▶ [WHAT TO DO]:
Write out everything in the Sheldon Marsh text from "But it’s not" down to "like to see.", word for word.

▶ [SELECTED TEXT]:
/---
Sheldon Marsh

Exploring nature preserves is a great way to banish “Covid fatigue.” It’s like a mini vacation wrapped up in a single day and provides a bit of exercise, fresh air and restores the spirit. I can highly recommend it.

This week we packed our hiking boots, a snack, water and drove an hour or so (on as many backroads as possible) to explore Sheldon Marsh state nature preserve near Lake Erie in Ohio. It’s offers about 470 acres, is home to 300 species of birds and is a well-known place for quite a number of wildflowers in the spring.


But it’s not all marshy, by any means. Even at the end of October the leaf colors are beautiful, though a bit past their prime.

The Preserve offers some wide straight, wide trails directly to the beach area, but I would suggest following the woods trail instead. It meanders through the trees and provides great views of the marsh and the creatures that live there.

According to signage, the Marsh has hundreds of turtles that bask along the shoreline including Midland painted turtles, snapping turtles and the Blandings turtle (Emys blandingii or Emydoidea blandingii). According to Wikipedia, Blandings turtles are an endangered species in some areas of the eastern U.S. and Canada, can reproduce for 80 to 90 years and show little or no common signs of aging. Wow! That’s a turtle I would like to see.

Unfortunately on this day there was little if any sun so it wasn’t conducive to those basking turtles (which is why I plan to come back).

This area is very attractive to ducks and shore birds. On this day we saw Wood ducks, Mallards. Gadwells, Canada geese, cormorants and Great Blue Herons. I have a few photos to share of these, but the zoom on my FZ300 wasn’t quite up to it, as the ducks/geese were quite a distance away.

GREAT BLUE HERON (forefront) and WOOD DUCKS (rear)

We also ran into a pretty aggressive groundhog. Now before you start laughing (I did too when a fellow visitor first warned me), take a look at the photos. They just might change your mind.


Now normally groundhogs are pretty timid. They run away when they see a human. Not this guy! He would look at you, then come out onto the trail and face you like he was taking a stance. If you moved, he moved to face you and showed some teeth. He didn’t act rabid; he just acted old and mean like we were on his turf – which we were I suppose. Poor guy.

But that didn’t stop us from sliding around him to get to the Lake. It was a bit windy on this day and quite choppy. The gray/blue skies blended well with the icy gray color of the lake. The wind was quite loud in the tree branches and leaves along the shoreline.

Very near the water in some shrubby areas was a Yellow-Rumped warbler flitting about. They DO move quickly. I was surprised I could get any photos at all.

This is a barrier beach and (according to signage) is one of the most fascinating habitats at Sheldon Marsh. It’s one of the largest protected beaches on Lake Erie’s south shore. It provides the potential for bird nesting habitat of such endangered species as the Common Tern (Sterna hirundo) and Piping Plover (Charadrius melodus). (The Common Tern is listed as endangered in Ohio and the Piping Plover is on the federally endangered list.)


If you get the opportunity, take a break from “Covid fatigue” and visit Sheldon Marsh. It’s a glorious place to explore nature and let go of some of life’s stresses. While not too many people feel comfortable going on vacations these days, a mini-vacation day trip to a nature preserve is almost perfect.
\---
▶ [Dataset items]:
/---
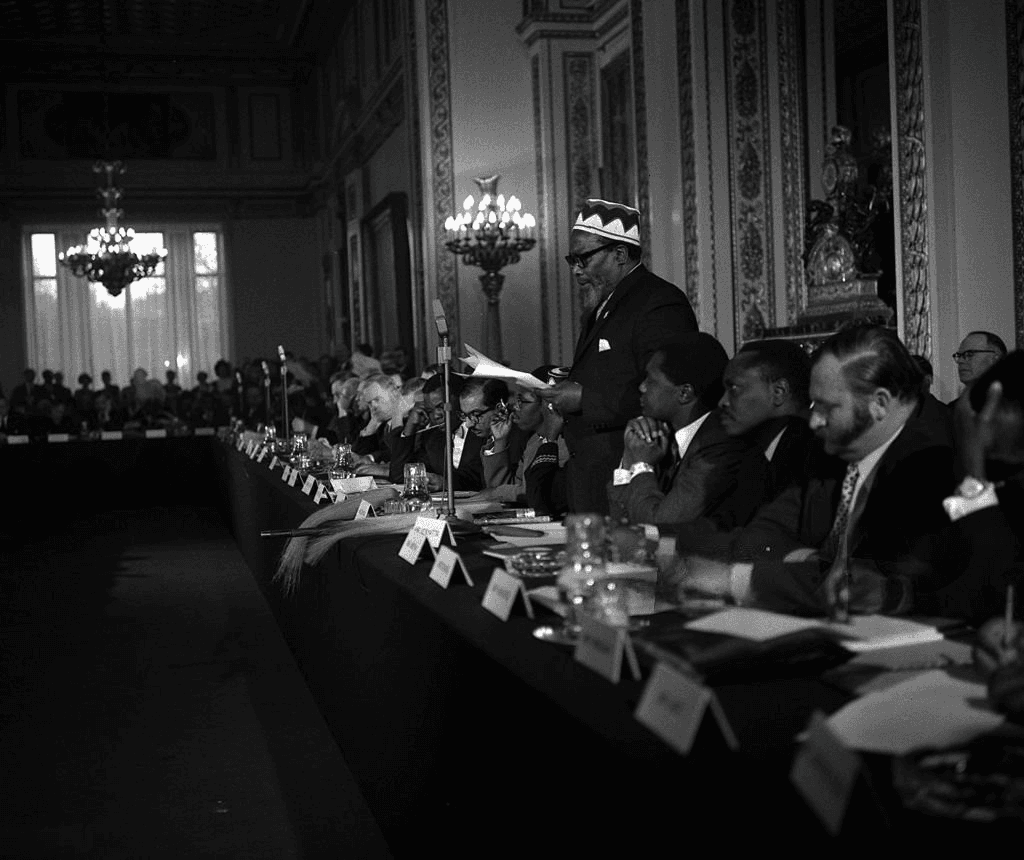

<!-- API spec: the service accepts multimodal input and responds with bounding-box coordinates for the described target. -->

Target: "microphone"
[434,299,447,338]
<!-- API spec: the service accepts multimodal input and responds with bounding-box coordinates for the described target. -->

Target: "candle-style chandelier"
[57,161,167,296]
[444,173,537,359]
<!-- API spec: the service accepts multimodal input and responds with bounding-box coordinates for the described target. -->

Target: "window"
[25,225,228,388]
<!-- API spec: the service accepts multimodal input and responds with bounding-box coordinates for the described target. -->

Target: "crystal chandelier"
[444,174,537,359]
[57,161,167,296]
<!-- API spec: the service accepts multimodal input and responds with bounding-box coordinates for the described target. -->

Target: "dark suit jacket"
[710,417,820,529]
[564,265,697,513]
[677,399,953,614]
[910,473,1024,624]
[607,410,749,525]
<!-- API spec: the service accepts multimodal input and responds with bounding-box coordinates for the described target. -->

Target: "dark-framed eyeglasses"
\---
▶ [OUTPUT FOR THIS TASK]:
But it’s not all marshy, by any means. Even at the end of October the leaf colors are beautiful, though a bit past their prime.

The Preserve offers some wide straight, wide trails directly to the beach area, but I would suggest following the woods trail instead. It meanders through the trees and provides great views of the marsh and the creatures that live there.

According to signage, the Marsh has hundreds of turtles that bask along the shoreline including Midland painted turtles, snapping turtles and the Blandings turtle (Emys blandingii or Emydoidea blandingii). According to Wikipedia, Blandings turtles are an endangered species in some areas of the eastern U.S. and Canada, can reproduce for 80 to 90 years and show little or no common signs of aging. Wow! That’s a turtle I would like to see.